# start of Stored records
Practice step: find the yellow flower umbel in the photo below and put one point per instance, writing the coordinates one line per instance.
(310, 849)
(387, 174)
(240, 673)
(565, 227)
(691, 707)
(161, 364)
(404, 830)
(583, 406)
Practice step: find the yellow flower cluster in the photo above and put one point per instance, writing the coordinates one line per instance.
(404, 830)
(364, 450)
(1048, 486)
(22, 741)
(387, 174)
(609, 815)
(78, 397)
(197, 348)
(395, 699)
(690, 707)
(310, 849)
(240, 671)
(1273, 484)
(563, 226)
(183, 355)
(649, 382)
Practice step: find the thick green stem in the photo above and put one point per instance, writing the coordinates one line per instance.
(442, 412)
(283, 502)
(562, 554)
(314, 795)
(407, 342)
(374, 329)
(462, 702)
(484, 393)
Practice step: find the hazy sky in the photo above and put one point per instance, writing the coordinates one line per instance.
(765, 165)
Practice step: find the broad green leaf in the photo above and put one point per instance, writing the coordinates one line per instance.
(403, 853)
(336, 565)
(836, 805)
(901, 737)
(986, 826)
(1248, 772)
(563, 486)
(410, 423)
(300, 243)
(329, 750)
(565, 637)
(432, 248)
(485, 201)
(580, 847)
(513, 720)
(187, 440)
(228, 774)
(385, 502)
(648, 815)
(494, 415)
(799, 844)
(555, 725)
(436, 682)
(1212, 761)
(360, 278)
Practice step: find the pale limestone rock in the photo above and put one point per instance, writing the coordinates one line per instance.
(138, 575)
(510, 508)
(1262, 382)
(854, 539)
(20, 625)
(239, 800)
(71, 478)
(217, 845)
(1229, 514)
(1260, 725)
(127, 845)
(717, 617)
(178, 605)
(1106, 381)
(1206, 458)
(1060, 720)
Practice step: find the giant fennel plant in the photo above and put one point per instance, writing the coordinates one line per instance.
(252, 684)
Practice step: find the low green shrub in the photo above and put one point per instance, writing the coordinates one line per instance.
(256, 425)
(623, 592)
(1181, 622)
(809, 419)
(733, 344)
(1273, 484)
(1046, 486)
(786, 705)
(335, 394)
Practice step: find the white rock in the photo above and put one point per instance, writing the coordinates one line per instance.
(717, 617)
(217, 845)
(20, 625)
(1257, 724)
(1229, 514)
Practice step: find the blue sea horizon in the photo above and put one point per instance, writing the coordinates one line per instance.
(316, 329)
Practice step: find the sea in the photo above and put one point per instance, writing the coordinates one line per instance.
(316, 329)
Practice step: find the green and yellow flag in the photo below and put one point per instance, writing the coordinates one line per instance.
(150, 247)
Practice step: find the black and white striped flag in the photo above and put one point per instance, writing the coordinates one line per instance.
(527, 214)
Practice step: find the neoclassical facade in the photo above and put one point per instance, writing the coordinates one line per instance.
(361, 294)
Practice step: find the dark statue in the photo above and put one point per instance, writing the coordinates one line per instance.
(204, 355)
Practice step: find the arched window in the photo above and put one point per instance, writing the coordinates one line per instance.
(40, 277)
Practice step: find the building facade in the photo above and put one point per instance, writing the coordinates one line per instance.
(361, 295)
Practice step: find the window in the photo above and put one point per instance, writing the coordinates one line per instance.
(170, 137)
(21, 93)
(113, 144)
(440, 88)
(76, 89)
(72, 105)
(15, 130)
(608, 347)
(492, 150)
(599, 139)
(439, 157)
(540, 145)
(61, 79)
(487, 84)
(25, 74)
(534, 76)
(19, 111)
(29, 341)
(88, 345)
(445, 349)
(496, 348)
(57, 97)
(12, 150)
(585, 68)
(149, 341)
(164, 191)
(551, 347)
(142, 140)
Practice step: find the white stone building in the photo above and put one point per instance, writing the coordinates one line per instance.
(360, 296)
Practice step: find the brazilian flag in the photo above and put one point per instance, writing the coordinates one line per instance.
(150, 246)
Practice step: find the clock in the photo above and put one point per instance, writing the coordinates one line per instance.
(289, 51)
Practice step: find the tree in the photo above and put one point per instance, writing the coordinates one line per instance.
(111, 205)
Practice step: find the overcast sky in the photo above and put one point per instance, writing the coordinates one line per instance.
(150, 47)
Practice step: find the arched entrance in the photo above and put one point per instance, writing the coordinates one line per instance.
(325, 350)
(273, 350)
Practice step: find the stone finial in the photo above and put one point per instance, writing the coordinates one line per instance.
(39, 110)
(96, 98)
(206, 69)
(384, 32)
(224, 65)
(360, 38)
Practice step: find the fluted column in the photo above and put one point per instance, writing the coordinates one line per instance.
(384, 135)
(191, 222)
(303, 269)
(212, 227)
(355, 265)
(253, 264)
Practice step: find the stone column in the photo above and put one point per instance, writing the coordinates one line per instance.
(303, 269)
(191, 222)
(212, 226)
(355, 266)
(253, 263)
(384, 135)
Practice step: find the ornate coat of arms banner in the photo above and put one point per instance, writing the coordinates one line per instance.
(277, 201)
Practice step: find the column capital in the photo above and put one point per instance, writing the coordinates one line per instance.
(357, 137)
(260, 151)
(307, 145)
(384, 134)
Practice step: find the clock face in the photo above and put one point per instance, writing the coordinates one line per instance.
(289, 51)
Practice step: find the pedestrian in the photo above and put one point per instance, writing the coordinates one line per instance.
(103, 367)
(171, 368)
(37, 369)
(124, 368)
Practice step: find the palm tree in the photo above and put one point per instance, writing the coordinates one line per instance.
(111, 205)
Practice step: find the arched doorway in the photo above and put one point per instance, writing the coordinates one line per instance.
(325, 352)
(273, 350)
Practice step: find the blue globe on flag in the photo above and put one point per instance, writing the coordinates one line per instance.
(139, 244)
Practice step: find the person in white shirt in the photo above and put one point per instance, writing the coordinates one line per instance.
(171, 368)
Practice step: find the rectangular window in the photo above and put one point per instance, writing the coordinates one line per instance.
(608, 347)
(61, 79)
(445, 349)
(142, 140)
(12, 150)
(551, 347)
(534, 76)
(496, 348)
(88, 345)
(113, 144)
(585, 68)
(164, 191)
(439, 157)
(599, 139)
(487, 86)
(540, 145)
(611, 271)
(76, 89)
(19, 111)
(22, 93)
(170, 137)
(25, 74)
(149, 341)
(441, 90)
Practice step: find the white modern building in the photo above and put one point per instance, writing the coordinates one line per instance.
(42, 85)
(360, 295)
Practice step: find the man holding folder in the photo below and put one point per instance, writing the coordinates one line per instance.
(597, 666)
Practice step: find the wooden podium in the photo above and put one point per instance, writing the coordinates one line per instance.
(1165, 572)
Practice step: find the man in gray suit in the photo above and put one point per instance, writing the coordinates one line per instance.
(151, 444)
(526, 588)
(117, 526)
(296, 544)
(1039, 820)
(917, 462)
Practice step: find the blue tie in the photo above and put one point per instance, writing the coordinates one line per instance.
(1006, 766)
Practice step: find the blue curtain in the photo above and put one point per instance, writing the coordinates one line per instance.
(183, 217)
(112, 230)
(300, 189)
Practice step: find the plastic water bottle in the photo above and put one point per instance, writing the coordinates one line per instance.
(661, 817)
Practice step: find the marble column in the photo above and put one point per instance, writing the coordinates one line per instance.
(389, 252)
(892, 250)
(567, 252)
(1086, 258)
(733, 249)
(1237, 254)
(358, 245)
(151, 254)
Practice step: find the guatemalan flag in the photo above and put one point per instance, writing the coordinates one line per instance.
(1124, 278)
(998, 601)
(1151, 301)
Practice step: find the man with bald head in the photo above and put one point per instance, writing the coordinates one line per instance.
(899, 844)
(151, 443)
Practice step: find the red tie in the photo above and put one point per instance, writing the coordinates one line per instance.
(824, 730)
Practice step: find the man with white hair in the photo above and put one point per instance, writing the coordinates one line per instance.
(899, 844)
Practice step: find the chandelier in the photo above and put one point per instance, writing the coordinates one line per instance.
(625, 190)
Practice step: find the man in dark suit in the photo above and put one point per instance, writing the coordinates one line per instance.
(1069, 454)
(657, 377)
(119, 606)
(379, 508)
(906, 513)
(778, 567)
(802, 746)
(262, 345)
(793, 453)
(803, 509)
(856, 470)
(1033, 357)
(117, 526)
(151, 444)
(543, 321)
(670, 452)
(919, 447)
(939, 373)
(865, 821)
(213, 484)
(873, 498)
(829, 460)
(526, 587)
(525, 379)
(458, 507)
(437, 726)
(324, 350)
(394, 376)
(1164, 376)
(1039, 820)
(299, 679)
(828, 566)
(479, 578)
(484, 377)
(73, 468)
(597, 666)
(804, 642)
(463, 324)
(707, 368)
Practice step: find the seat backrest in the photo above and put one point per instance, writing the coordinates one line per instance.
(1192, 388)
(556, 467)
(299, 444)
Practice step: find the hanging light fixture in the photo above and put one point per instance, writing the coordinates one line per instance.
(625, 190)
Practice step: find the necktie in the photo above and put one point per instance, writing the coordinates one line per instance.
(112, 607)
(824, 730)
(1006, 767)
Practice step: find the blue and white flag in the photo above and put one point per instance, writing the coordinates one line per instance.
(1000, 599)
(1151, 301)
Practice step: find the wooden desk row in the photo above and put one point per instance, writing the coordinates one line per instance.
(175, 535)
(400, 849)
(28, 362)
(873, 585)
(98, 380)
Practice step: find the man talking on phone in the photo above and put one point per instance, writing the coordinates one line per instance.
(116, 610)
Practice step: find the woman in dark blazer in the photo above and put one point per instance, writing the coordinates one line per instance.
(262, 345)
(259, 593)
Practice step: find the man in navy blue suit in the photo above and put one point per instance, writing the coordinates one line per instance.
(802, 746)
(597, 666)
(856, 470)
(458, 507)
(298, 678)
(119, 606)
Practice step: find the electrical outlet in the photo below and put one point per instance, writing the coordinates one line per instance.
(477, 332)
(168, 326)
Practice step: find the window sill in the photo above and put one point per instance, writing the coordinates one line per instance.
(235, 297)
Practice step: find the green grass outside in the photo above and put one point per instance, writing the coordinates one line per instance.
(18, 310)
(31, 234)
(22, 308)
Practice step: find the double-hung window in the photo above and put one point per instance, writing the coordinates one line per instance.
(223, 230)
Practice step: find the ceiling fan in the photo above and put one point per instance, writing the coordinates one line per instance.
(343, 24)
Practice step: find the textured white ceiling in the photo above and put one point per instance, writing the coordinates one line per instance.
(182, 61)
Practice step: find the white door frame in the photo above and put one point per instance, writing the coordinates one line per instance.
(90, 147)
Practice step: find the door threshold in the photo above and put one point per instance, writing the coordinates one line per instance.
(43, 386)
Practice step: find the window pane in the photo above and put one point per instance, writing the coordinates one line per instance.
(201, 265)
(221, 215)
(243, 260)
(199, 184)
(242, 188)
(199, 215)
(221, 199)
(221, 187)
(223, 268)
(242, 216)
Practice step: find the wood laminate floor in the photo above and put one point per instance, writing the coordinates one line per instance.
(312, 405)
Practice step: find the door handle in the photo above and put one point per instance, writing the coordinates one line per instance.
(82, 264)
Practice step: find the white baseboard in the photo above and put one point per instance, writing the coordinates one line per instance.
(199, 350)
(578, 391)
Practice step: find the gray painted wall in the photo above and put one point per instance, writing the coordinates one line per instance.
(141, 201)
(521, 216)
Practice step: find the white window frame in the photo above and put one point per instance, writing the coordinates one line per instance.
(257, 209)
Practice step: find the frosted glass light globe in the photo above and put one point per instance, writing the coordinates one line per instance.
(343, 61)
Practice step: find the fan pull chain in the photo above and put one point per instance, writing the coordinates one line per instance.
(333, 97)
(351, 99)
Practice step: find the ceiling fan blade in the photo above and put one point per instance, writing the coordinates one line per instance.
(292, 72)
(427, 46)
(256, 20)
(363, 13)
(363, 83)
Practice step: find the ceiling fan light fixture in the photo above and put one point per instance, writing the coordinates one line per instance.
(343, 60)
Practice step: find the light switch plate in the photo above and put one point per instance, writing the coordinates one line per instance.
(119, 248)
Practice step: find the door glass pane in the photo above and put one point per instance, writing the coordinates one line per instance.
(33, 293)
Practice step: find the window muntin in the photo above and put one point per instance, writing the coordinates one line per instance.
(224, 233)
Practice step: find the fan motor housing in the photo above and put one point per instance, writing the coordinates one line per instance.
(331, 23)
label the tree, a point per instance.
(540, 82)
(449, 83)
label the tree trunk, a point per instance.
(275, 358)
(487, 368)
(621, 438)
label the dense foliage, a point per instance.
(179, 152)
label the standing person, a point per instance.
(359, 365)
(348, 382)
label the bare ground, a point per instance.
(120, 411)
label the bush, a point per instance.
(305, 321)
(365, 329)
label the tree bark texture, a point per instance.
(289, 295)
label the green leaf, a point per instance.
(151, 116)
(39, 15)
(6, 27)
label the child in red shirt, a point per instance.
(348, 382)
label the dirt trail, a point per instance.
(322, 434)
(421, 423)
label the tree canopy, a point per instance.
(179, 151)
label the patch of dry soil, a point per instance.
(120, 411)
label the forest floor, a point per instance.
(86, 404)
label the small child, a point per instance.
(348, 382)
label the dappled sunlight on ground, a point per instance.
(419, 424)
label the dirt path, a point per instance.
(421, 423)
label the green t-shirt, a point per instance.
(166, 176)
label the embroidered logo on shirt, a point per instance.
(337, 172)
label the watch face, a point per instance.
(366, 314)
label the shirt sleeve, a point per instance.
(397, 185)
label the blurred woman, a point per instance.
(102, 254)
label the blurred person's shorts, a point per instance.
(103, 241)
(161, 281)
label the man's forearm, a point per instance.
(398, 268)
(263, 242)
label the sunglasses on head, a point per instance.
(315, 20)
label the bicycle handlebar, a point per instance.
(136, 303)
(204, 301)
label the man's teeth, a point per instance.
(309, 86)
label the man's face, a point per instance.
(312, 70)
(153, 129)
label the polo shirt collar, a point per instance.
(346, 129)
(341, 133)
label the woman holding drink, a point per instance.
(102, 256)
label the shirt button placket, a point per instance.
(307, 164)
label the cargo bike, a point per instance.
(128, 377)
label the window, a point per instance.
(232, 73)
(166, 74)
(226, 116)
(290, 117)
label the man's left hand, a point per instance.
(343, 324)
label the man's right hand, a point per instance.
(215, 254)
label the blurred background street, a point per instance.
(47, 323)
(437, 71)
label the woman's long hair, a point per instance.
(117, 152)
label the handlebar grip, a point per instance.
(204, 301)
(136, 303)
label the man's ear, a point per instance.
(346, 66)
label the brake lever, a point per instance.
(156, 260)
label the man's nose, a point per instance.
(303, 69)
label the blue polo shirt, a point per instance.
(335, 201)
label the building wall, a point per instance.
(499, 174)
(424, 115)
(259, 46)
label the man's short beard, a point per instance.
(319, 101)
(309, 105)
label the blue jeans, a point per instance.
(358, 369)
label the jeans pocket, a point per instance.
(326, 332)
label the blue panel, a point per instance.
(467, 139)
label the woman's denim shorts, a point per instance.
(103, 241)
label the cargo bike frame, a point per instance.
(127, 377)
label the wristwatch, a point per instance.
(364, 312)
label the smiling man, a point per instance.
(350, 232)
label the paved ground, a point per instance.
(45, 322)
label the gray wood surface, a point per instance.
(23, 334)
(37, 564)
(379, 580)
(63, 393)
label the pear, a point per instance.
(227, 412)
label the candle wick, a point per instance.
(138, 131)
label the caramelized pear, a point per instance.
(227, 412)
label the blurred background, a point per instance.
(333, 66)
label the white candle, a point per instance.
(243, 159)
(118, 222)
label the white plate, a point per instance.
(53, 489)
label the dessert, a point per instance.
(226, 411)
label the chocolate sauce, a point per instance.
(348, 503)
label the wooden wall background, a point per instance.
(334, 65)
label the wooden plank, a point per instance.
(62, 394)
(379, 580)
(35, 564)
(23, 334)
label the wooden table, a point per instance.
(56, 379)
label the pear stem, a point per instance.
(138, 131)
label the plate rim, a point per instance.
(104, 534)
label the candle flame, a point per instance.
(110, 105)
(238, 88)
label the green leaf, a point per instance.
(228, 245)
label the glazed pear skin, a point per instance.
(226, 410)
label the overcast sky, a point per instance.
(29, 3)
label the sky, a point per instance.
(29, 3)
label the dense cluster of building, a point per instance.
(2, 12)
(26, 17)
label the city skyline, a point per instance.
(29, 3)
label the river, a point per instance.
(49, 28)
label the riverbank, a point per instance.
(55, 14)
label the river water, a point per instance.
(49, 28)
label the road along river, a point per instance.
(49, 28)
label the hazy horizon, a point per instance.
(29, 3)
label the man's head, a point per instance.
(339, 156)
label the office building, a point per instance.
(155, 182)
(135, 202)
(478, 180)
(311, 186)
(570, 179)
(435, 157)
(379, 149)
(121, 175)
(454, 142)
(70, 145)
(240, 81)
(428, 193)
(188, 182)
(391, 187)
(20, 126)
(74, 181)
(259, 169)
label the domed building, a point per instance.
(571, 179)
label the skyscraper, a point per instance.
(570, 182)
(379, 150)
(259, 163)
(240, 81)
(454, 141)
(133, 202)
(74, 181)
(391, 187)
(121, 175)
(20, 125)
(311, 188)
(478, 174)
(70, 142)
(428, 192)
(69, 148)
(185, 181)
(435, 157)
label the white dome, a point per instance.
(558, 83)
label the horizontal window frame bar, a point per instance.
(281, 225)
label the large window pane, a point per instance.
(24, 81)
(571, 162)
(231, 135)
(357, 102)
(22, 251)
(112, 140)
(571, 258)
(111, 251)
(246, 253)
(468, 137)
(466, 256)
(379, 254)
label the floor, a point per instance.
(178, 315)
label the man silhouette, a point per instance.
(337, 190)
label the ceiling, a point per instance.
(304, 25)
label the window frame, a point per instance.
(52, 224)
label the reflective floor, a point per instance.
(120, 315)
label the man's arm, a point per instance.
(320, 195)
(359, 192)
# end of Stored records
▶ _Task statement_
Locate "label the domed" in the data above. Then repeat, exactly, its line and each line after it through the last, adding nothing.

▶ _Exercise output_
label the domed building, a point per instance.
(571, 179)
label the skyscraper, a point per instance.
(570, 182)
(379, 150)
(259, 163)
(240, 81)
(454, 141)
(133, 202)
(74, 181)
(391, 187)
(121, 175)
(20, 125)
(311, 188)
(478, 174)
(70, 142)
(428, 192)
(69, 148)
(185, 181)
(435, 157)
label the white dome, a point per instance.
(558, 83)
label the horizontal window frame bar, a point per instance.
(281, 225)
label the large window pane, a point per instance.
(24, 81)
(571, 162)
(231, 135)
(357, 102)
(22, 251)
(112, 140)
(571, 258)
(111, 251)
(246, 253)
(468, 137)
(466, 256)
(379, 254)
label the floor, a point per instance.
(178, 315)
label the man silhouette, a point per instance.
(337, 190)
label the ceiling, a point per instance.
(304, 25)
label the window frame, a point per instance.
(52, 224)
label the reflective floor, a point per instance.
(120, 315)
label the man's arm, a point per instance.
(320, 195)
(359, 192)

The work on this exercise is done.